_PASSAGE SHOWN:_
This week is all about our favourite, the beach muscles, the one you'll run into the gym for a quick pump on a Friday night so you looked extra jacked for the ladies. That’s right I'm talking about the arms. More specifically the elbow joint. Now I know no ones wants a pair of noodles for arms. A set of well developed, thick forearms, biceps and triceps is far more impressive to see than spaghetti arms. It’s a good sign that they like picking heavy things up and either holding them, rowing them or pressing them. Also you probably love the pump, I mean who doesn’t?

Now the elbow joint, like our knees is a synovial joint and a hinge joint allowing only flexion and extension acting like a door hinge, hence the name. The elbow joint is made up of your humerus which is your upper arm, radius which runs from the lateral side of the elbow to the thumb and opposite the radius is the ulna, the larger of the 2 forearm bones this runs from the elbow down to your little finger.

_DATASET ROWS:_
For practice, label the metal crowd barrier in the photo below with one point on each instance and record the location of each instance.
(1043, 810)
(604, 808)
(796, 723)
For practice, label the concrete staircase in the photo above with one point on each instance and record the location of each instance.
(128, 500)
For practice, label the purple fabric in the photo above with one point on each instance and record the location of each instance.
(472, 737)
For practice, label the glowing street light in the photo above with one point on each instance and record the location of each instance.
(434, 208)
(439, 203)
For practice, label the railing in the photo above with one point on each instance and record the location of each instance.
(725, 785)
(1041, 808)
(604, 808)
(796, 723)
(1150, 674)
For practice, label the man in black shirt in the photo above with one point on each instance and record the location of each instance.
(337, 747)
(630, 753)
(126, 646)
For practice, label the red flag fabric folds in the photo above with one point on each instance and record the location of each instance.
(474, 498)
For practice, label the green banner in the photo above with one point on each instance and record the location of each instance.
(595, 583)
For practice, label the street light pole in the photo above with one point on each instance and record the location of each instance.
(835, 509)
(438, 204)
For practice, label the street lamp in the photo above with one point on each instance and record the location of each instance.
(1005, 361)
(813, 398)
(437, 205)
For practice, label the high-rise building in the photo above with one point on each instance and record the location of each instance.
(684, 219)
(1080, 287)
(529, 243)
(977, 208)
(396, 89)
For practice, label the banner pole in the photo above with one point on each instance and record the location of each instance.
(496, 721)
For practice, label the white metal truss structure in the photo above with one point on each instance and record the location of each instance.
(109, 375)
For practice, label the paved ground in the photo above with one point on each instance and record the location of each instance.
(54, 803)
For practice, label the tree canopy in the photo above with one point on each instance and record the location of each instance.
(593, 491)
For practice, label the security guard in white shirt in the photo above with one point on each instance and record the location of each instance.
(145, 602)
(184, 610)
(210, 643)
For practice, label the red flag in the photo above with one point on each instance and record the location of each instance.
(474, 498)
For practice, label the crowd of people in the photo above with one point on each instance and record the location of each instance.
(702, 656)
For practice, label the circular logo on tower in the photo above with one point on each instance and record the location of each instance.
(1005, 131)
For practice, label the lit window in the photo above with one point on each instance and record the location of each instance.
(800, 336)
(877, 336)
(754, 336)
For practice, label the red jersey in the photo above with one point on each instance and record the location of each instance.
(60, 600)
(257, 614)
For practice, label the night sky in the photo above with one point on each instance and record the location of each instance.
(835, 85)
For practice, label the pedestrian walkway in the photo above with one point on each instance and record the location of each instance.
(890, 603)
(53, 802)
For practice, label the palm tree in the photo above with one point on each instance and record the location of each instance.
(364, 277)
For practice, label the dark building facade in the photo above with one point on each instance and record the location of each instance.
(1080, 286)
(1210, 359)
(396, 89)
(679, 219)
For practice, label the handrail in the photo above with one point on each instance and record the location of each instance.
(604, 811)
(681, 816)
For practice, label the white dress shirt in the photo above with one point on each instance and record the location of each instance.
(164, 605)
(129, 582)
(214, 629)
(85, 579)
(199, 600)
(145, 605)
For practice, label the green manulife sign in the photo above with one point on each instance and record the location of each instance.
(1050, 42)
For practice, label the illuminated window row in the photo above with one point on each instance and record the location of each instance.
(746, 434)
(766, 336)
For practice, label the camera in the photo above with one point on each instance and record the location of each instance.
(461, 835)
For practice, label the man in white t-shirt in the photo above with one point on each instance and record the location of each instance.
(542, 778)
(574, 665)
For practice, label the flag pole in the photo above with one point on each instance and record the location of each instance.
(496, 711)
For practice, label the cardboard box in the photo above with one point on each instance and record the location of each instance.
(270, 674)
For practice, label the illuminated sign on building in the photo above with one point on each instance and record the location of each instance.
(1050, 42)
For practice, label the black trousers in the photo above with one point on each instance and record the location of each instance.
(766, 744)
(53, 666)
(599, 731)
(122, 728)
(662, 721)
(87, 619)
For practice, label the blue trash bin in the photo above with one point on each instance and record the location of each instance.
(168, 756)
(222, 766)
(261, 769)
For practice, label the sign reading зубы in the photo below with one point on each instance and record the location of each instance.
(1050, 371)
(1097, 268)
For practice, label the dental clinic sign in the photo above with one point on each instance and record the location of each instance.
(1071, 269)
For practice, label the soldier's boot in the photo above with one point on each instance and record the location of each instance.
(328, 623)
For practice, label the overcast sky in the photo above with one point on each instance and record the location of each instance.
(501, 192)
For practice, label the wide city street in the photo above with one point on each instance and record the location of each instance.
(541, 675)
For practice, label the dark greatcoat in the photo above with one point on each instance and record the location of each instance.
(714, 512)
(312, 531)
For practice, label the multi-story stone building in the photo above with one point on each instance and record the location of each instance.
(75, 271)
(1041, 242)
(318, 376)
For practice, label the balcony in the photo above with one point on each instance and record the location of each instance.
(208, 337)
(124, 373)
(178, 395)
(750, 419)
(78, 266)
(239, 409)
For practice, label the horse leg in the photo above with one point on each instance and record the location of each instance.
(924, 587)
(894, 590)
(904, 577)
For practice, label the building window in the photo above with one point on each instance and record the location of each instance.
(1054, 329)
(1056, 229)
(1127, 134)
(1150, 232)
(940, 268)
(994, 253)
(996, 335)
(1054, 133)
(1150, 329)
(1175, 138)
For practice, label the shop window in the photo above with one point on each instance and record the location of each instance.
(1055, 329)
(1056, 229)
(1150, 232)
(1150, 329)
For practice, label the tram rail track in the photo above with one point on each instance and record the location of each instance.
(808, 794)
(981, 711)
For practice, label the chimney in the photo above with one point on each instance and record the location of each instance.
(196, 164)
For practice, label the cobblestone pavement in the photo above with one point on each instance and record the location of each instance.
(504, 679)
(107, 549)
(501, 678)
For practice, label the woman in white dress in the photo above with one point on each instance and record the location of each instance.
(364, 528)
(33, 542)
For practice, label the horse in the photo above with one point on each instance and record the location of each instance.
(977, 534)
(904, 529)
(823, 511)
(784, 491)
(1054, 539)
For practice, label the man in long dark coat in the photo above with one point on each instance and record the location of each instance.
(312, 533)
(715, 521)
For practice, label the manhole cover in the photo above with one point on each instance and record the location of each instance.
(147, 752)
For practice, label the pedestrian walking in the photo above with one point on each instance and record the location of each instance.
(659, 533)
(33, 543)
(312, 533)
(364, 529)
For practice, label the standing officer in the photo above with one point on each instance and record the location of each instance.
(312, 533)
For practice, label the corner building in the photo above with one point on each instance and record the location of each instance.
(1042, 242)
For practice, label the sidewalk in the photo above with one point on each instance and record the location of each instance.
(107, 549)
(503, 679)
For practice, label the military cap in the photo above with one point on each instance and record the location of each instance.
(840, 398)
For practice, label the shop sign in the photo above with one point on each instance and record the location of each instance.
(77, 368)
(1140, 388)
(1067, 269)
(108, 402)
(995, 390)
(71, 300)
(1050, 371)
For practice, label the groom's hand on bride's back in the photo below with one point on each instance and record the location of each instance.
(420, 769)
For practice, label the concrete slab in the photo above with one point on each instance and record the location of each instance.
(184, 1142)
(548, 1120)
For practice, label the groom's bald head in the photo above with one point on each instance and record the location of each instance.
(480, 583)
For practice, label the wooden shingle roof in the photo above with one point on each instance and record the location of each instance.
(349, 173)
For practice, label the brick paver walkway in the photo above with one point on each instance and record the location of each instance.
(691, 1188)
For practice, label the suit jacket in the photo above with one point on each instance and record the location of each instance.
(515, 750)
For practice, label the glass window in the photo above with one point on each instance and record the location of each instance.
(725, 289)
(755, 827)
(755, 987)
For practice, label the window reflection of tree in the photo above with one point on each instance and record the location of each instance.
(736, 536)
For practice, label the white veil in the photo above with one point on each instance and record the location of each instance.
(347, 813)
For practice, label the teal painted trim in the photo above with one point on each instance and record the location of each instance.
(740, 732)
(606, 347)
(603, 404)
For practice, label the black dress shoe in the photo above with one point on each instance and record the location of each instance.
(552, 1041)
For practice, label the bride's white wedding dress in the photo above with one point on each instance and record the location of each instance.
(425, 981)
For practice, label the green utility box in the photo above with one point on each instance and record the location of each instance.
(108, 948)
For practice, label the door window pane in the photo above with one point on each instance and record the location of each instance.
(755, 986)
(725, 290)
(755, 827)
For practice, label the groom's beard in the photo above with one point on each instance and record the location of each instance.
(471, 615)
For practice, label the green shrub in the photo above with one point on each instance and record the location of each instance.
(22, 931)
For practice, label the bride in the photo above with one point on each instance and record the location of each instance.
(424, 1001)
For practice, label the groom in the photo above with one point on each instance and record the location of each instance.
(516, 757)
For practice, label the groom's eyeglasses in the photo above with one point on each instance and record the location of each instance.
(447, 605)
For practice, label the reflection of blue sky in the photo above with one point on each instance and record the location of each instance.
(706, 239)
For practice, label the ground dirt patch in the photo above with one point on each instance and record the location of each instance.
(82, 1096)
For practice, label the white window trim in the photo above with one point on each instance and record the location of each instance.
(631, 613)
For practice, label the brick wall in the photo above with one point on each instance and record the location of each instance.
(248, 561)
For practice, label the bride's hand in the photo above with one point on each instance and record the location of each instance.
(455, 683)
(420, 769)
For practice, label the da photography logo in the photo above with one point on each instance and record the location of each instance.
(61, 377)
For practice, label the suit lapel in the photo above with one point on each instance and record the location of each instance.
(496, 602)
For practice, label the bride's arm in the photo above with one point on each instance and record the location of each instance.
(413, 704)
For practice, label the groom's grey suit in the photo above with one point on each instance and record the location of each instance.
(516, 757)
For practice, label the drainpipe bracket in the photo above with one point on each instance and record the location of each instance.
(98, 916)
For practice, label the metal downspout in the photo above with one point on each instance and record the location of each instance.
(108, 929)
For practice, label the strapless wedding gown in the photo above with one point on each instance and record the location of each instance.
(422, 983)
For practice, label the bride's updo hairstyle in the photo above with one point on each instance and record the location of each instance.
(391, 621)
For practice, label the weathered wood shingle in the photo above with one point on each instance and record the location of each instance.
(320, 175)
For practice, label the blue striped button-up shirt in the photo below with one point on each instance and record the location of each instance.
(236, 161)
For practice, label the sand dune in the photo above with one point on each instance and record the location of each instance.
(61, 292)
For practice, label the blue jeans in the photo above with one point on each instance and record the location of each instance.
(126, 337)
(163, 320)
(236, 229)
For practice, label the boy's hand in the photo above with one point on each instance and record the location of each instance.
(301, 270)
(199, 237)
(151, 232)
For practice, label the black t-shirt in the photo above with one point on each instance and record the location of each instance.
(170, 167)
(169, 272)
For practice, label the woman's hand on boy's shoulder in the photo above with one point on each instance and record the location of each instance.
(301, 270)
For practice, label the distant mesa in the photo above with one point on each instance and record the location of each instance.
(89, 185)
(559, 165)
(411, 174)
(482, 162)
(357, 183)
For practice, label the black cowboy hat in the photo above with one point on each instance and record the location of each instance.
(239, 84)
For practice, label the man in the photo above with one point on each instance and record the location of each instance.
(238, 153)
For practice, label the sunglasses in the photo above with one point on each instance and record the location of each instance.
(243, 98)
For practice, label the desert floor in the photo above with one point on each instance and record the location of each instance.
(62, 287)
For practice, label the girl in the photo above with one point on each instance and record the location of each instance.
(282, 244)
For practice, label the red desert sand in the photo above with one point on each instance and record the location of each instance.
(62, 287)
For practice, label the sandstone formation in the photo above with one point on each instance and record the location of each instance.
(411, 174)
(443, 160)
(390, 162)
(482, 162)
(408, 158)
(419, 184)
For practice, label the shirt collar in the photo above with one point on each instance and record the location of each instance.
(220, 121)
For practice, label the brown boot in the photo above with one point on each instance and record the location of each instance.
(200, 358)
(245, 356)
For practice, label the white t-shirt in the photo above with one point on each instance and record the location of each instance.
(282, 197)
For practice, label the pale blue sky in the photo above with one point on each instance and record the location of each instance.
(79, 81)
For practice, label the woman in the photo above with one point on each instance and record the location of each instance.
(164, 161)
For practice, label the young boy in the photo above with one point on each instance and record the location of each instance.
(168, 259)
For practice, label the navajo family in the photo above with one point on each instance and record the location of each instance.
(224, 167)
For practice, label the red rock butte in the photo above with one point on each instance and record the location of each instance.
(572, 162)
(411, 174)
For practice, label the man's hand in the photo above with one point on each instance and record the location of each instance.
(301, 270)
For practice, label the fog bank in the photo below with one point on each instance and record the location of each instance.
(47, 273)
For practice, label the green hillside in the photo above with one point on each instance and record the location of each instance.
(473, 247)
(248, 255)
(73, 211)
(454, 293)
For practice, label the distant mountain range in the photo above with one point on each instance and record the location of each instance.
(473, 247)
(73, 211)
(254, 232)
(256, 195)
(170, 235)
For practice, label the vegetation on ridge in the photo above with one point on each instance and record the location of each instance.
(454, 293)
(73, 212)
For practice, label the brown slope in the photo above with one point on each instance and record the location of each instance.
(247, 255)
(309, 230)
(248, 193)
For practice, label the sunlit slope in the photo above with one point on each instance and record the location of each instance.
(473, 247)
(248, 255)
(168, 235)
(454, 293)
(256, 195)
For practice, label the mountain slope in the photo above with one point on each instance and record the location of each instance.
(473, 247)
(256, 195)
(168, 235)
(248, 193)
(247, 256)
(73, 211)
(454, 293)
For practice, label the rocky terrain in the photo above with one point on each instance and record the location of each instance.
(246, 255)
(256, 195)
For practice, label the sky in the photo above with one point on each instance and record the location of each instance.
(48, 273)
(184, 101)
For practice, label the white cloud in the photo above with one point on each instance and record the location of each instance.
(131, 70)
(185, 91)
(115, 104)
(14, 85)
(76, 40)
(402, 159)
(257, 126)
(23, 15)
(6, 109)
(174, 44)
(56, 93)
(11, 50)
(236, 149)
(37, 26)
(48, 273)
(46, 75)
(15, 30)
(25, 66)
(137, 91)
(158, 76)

_REQUEST:_
Please resume the passage on the elbow joint, starting right after its last sentence. The records are from a different source than the passage on the elbow joint.

_RESULT:_
Anatomy lesson 101

Elbow Flexion:

Prime Mover - Bicep brachii, brachialis

Synergists - Brachioradialis

Antagonist - Tricep brachii,

Fixators - Deltoids, trapezius

Elbow Extension:

Prime Mover - Tricep brachii

Synergists - Anconeus

Antagonists - Brachialis, biceps brachii, brachioradialis

Fixators - Deltoids, trapezius


Testing for range of motion in the elbow joint is probably the easiest one to do out of them all. Perform it standing or seated it doesn't really matter or make a difference. Lets start with flexion, flex your arm as far possible as you can, aiming to reach 140-150 degrees without pain. (Normally if you can touch the top of your shoulder with your fingers) Secondly extension, straighten your arm to as far as it can go without pain, aiming to get it flat with 0 degrees.


First exercise I suggest is a must have in any programme, personally I think one of the best exercises. Im talking about loaded carries, more specifically farmers carries. These will most definitely give some thick arms, theres no denying it. Ever seen a guy with small arms lift 100 kilos a hand? I think not. Hold them, walk them or run them you'll soon notice a difference in your arm and the core, back and traps. Added bonus is they will aid in fixing terrible posture.

Farmers carries instructions - Easy to perform, simply find a set of farmers, load them up to your desired weight, pick them up and walk with them. Now the pick up is similar to a deadlift but heights will vary to depending on the size of your farmers, just treat it as a deadlift or block pull depending on the height you've got. Whilst your walking or holding the farmers remember to keeping looking forward, stand tall, core engaged and breathe.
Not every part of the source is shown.